START Extracted records

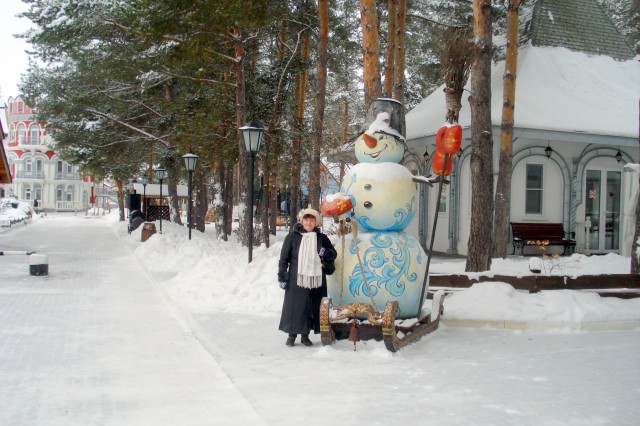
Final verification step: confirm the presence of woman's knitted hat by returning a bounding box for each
[298,209,320,224]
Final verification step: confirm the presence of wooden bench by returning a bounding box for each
[511,222,576,256]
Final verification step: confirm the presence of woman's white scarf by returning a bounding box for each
[298,231,322,288]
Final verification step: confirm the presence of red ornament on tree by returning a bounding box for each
[431,151,451,176]
[438,124,462,154]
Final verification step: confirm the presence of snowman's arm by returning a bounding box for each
[413,175,449,186]
[413,176,437,186]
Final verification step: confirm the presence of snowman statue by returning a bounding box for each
[321,99,430,319]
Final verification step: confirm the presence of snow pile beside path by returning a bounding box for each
[126,222,284,315]
[444,282,640,322]
[431,253,631,278]
[0,198,31,221]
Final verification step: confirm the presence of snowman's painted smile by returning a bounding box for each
[364,145,389,160]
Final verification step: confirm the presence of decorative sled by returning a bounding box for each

END Extracted records

What you are asked to do | Retype all of the rows above word for word, without the picture.

Reply to the task |
Final verification step: confirm the presence of woman's knitted hat by returning a bounding box for each
[298,209,320,224]
Final verification step: confirm the presence of wooden bench by returning a bounding box for each
[511,222,576,256]
Final verification step: confirm the presence of woman's white scarf by returning a bounding box for each
[298,231,322,288]
Final verification step: confirm the presence of red ornament on tree by returning a bounding box for each
[431,151,451,176]
[438,124,462,154]
Final verification step: confirm the presence of snowman's arm by returning a bounding box for each
[413,175,449,186]
[413,176,437,186]
Final verification step: confirm the presence of snowman statue by returning a bounding box for each
[321,99,430,319]
Final verification step: confirm the presence of snow pile beside path by returning a bounding box for each
[126,222,284,315]
[444,282,640,322]
[431,253,631,278]
[0,198,31,221]
Final verification step: confirm the presence of snowman's painted smile by returning a bounding box for each
[364,145,389,160]
Final verification step: confirm the presence of decorative sled by returning a bounding box for each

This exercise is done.